◆ Source passage:
- - - -
Archive for October, 2009

Neighbours Recap 19 – 23 October 2009

October 27, 2009


Since the alcohol was found in Declan’s locker Dan questions him about its origins, but Declan basically plays dumb (read: stalls to drag out the storyline). Dan calls Rebecca, Declan’s mum, to tell her about the disgusting habits his son has. Rebecca, the owner of the local pub says and this is a fucking serious quote “drinking is something people do when they feel like they are not coping” as she pours another fucking drink for one of her customers.

There are various scenes of Harry feeling guilty for letting Delcan take the blame. The impact on Declan apparently increases as the episode drags on from suspension to expulsion and finally to cancelling the deb, which he won’t be attending. Apparently Dan has no choice but to cancel the deb because someone is clearly trying to smuggle drugs into the deb. Well someone tried to sneak a single bottle of alcohol so logic thought can only lead to drugs. Unless the show is retarded enough to call alcohol “drugs.”

Harry ultimately tells Dan it’s his booze which means the Departments of Family Services are going to pay the Ramsey’s a visit. This makes Kate plain.


Kate has finally decided to go to the debutante ball and damn it, I’m just so excited for her. Keeping with the misogynist traditions of both debutante balls and Neighbours in general, Kate MUST get a date otherwise she’ll be a slapper. See a “deb ball” was originally a way for parents to show of their daughter to potential suitors.
- - - -
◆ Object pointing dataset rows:

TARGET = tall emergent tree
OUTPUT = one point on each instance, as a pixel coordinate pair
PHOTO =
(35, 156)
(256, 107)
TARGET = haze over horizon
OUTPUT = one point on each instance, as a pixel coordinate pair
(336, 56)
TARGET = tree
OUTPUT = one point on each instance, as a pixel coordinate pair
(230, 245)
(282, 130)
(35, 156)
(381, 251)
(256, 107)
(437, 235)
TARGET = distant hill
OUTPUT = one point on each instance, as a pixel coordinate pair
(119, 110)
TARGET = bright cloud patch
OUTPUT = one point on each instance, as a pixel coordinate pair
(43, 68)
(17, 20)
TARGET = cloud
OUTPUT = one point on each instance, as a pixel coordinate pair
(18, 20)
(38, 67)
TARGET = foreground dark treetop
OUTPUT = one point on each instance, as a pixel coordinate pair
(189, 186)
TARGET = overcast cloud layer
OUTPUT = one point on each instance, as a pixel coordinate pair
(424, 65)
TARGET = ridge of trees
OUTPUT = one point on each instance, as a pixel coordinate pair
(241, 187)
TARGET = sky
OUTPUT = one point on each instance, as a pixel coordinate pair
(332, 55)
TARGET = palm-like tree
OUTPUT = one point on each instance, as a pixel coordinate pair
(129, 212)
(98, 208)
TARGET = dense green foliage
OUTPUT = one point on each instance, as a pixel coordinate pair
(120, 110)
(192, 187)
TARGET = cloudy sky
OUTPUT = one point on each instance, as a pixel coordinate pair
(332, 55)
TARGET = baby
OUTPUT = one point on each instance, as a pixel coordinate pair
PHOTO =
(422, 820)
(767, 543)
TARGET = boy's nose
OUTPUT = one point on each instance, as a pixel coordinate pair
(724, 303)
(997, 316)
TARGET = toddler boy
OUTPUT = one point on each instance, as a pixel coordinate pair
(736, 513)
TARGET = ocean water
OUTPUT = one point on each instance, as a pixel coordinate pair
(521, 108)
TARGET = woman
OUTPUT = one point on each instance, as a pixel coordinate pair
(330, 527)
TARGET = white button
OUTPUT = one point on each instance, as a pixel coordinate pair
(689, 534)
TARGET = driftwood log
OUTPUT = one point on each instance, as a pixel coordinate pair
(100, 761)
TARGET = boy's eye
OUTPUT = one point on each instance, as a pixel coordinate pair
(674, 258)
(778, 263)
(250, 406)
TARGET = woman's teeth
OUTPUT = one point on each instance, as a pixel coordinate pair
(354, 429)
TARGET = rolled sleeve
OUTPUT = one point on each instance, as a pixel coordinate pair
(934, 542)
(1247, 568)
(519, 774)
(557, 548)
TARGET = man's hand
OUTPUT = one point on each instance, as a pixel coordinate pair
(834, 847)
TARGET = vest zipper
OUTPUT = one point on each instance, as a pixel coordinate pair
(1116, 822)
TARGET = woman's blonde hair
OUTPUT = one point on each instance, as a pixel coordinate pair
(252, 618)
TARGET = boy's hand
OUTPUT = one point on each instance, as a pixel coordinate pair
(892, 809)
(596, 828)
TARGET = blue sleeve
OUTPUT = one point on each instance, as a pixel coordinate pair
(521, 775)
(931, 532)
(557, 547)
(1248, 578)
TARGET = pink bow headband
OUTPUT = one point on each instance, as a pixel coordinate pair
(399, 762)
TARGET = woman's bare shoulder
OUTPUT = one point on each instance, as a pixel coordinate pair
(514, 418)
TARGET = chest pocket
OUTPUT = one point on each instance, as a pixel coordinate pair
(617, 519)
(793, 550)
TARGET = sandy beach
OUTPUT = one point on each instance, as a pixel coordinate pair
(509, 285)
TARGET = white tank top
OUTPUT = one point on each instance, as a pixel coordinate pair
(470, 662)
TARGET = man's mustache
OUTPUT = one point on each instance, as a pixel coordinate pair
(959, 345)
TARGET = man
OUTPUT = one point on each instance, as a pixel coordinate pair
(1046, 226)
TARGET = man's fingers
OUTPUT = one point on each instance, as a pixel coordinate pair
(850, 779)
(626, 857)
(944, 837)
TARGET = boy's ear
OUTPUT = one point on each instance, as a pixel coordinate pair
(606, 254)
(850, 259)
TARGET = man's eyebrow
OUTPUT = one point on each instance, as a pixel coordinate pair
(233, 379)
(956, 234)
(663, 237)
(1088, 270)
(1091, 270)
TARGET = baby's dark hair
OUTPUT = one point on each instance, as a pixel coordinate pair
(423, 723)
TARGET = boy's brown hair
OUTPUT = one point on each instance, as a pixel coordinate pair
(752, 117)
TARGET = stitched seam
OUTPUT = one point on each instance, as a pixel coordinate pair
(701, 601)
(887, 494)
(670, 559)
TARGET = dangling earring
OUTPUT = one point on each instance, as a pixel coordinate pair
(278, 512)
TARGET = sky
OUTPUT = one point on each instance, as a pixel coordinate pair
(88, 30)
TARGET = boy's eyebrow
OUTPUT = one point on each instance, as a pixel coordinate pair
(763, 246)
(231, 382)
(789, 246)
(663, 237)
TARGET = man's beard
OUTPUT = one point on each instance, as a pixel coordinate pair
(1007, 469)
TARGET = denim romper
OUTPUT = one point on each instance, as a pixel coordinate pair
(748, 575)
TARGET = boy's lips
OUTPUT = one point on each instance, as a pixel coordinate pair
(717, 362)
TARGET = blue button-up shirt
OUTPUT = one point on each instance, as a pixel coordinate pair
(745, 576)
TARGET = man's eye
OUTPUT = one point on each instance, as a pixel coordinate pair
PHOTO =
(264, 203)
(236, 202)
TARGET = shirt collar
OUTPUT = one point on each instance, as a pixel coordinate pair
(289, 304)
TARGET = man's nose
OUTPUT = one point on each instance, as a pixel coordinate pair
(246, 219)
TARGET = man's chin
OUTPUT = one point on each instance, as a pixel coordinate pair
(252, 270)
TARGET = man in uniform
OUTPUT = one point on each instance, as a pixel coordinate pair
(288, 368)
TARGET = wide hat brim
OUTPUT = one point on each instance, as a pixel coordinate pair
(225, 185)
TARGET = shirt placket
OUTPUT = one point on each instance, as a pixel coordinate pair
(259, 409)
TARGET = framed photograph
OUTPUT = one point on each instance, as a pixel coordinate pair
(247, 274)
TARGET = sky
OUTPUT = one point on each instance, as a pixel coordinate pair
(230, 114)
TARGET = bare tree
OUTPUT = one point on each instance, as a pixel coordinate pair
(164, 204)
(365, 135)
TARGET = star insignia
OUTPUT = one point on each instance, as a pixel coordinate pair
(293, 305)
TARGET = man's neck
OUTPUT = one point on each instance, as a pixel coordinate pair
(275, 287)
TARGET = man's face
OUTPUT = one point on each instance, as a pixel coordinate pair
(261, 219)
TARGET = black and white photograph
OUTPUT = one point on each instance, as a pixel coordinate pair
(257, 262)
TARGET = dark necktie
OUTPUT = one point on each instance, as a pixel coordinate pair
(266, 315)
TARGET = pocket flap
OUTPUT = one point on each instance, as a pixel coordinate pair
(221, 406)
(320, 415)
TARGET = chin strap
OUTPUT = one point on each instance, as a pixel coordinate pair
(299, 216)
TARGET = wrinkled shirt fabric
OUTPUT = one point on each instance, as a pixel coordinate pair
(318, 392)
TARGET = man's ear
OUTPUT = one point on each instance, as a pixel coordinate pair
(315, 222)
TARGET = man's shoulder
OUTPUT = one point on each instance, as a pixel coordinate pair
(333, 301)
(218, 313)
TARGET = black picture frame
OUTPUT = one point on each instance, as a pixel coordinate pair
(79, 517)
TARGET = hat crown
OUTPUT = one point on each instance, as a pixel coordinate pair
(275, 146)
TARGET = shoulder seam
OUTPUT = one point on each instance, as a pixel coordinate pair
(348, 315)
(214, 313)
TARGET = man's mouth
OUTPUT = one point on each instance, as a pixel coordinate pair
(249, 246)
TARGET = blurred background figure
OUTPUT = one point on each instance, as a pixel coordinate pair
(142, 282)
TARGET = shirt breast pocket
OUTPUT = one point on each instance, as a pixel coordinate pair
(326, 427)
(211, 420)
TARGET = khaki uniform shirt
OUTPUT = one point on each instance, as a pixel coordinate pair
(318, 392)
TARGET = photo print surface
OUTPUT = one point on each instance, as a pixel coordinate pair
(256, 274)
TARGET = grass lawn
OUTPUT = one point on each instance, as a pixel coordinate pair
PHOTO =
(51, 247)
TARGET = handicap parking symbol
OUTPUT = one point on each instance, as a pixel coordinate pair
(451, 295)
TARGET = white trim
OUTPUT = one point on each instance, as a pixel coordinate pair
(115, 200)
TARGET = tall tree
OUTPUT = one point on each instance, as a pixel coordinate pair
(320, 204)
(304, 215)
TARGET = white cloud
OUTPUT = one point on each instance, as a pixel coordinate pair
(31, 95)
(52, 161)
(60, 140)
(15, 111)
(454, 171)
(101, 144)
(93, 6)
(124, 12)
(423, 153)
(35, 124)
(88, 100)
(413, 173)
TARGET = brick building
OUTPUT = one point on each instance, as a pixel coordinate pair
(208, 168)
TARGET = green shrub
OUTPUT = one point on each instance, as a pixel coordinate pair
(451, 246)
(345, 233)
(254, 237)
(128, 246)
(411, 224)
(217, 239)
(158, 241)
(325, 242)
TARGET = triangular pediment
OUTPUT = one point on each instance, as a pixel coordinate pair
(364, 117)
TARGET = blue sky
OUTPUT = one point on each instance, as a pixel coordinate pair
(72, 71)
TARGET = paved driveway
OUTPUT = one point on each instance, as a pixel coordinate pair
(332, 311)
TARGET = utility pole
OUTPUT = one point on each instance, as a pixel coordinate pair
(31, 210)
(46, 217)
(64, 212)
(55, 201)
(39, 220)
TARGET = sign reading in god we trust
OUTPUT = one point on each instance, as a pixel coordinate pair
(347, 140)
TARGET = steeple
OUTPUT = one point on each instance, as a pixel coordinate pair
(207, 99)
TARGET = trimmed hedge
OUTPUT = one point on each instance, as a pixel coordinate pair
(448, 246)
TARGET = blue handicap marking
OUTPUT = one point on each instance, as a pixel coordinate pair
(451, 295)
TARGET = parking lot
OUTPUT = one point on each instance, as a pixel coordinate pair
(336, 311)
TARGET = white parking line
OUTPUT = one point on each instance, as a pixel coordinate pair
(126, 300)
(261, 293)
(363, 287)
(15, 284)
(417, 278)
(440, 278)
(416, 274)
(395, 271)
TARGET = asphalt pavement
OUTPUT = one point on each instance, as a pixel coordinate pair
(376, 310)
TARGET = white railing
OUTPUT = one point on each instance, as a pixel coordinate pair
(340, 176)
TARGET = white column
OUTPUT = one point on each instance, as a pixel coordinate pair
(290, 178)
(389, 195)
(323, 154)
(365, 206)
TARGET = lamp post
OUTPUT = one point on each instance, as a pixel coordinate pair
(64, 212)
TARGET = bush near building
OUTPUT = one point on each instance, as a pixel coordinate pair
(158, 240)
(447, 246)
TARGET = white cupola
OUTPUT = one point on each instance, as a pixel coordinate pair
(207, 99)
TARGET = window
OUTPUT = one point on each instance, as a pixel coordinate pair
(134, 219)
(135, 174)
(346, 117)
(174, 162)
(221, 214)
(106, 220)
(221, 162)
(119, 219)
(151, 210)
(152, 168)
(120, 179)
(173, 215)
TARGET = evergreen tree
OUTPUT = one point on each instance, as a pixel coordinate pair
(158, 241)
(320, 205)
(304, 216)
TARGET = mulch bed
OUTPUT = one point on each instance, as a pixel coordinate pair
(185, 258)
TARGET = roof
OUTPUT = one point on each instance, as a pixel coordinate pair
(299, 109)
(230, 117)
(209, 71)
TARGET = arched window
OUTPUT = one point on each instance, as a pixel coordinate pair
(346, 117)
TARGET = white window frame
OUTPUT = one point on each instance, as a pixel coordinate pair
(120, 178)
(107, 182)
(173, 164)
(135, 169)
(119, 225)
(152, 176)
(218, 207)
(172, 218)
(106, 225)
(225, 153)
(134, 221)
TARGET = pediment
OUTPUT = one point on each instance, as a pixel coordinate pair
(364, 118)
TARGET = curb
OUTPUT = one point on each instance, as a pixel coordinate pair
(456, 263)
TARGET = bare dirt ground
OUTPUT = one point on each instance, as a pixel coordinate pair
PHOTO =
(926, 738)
- - - -
◆ Exercise directions: Write out the Neighbours recap word for word, from "Kate has finally" up to and including "to potential suitors.". The entries above are not needed.

◆ Finished answer:
Kate has finally decided to go to the debutante ball and damn it, I’m just so excited for her. Keeping with the misogynist traditions of both debutante balls and Neighbours in general, Kate MUST get a date otherwise she’ll be a slapper. See a “deb ball” was originally a way for parents to show of their daughter to potential suitors.